● **WHAT IS NEEDED**
Gather every line of the items below that contains the word "tree" and copy each one in full. Match case exactly.

--------

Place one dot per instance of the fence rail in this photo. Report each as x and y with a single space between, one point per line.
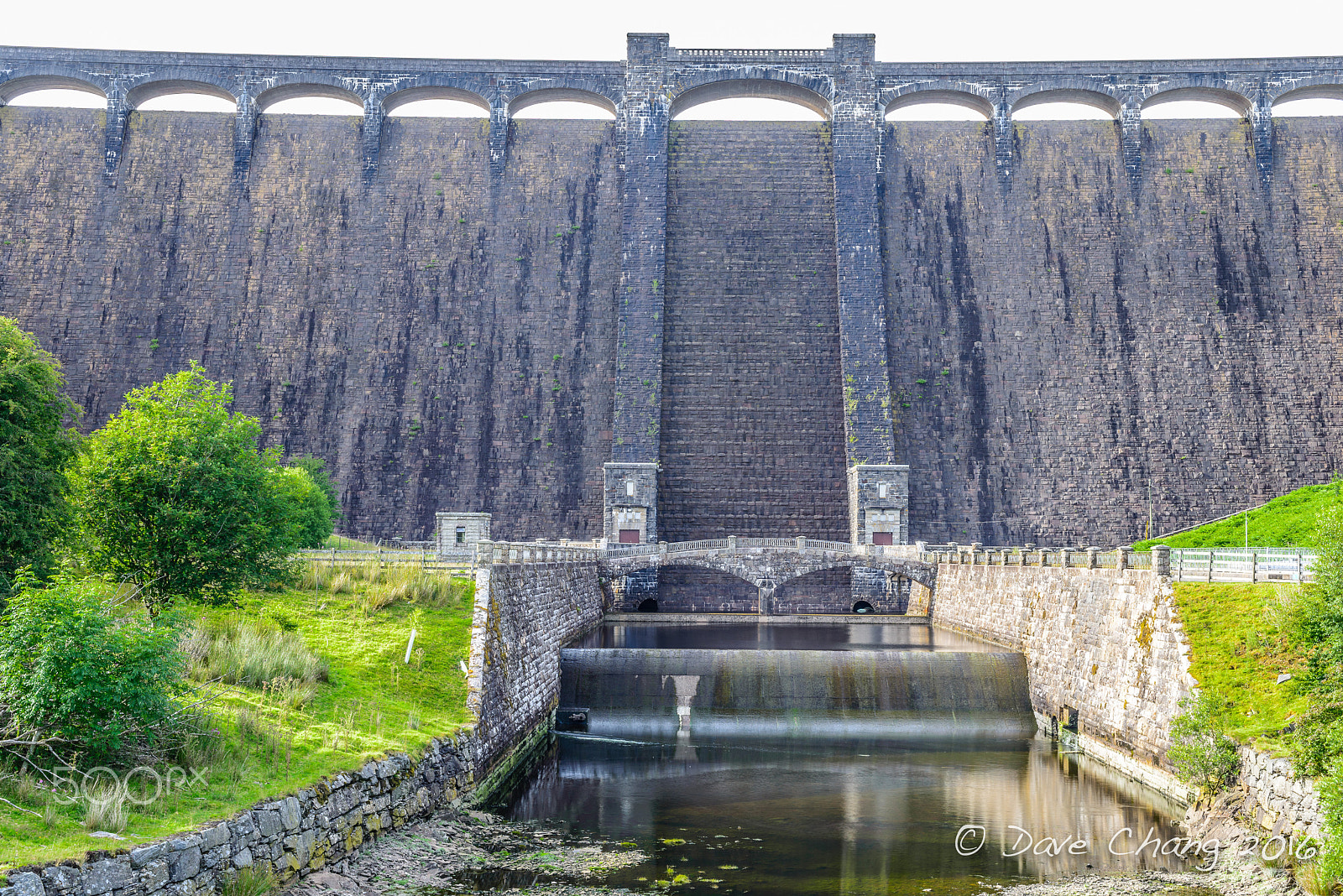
1182 565
1241 565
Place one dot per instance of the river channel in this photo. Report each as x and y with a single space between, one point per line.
826 758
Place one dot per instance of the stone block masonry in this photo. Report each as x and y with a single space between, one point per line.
443 340
524 615
1105 647
436 306
1108 664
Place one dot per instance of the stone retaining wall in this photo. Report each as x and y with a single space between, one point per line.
524 613
1101 644
1276 799
1110 645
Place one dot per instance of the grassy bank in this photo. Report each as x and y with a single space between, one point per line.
1240 644
313 681
1283 522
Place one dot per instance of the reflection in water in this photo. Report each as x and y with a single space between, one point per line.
844 758
857 819
778 636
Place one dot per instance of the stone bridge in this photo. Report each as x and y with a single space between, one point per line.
765 562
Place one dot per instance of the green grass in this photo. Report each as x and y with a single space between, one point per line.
1283 522
1240 644
371 703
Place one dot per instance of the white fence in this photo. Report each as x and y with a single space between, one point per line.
1242 565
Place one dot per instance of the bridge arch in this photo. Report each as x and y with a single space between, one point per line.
400 98
561 96
302 90
1067 94
942 93
1240 103
752 87
145 91
1329 90
19 85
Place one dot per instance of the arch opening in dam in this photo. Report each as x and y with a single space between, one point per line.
1006 307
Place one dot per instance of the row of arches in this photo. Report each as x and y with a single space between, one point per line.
720 101
306 98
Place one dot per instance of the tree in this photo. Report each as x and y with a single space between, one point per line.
37 447
316 467
175 497
71 669
311 508
1202 755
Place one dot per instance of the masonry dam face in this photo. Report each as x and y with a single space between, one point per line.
1041 320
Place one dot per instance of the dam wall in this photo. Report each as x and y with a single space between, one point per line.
445 331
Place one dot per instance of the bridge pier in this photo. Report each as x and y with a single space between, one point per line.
765 602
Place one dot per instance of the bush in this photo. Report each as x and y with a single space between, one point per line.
175 497
316 467
1329 867
1204 757
71 669
252 652
309 508
35 451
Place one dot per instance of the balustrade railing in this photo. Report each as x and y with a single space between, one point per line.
1185 565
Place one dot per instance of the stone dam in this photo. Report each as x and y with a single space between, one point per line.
480 314
727 369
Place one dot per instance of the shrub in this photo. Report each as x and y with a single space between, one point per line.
35 451
1202 755
1329 867
250 652
71 669
309 508
175 497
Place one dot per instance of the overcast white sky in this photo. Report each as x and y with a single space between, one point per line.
931 29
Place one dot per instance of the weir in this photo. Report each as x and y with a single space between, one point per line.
802 757
826 694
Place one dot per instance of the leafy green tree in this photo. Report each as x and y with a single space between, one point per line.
175 495
311 508
1202 755
73 671
316 468
37 447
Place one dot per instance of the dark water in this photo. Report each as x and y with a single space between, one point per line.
774 636
789 773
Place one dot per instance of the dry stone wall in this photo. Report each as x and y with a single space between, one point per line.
524 613
1108 644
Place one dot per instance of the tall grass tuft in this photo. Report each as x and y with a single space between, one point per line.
250 652
250 882
414 585
107 809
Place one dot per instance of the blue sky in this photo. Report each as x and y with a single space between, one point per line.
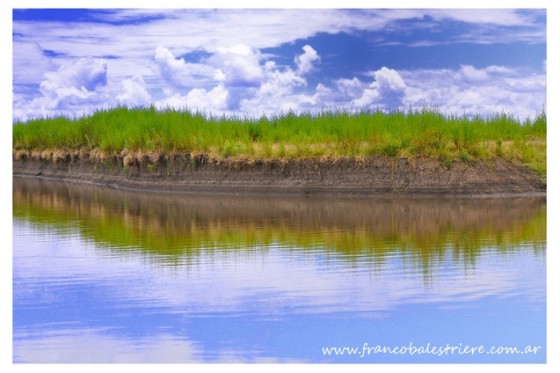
269 61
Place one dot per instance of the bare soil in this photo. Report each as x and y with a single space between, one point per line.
185 173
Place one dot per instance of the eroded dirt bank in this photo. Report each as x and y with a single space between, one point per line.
370 176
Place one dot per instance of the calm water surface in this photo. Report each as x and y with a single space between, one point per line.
102 275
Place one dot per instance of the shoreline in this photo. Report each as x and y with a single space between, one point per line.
371 176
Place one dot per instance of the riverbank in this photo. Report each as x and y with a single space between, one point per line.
201 174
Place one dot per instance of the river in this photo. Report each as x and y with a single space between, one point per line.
110 276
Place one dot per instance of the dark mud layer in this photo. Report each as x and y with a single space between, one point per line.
348 176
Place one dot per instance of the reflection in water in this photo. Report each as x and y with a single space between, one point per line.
204 278
171 227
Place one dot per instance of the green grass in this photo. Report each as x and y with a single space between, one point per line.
421 133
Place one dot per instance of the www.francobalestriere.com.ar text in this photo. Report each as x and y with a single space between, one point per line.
429 349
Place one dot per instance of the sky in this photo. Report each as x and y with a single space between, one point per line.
254 62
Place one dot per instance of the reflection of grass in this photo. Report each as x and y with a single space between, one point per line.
425 133
173 230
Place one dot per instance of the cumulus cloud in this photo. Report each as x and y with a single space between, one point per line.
134 93
178 73
386 92
214 100
239 66
305 61
483 91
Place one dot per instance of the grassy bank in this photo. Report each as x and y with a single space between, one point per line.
425 133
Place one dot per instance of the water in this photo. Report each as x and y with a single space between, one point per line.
102 275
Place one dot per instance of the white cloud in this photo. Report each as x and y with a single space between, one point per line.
178 73
239 66
305 61
30 63
471 91
214 100
134 93
149 61
386 92
84 75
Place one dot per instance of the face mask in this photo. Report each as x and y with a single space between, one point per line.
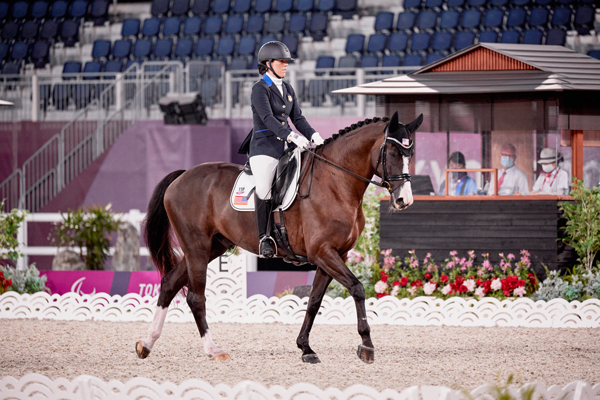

--------

● **FINAL RESULT**
Place one dot per instance of the tree in this photo. Report each as x and y with a single space between, one point per line.
Place one dot per instance of the leafy green tree in this photo. Report each as x and y with a single space between, one point per line.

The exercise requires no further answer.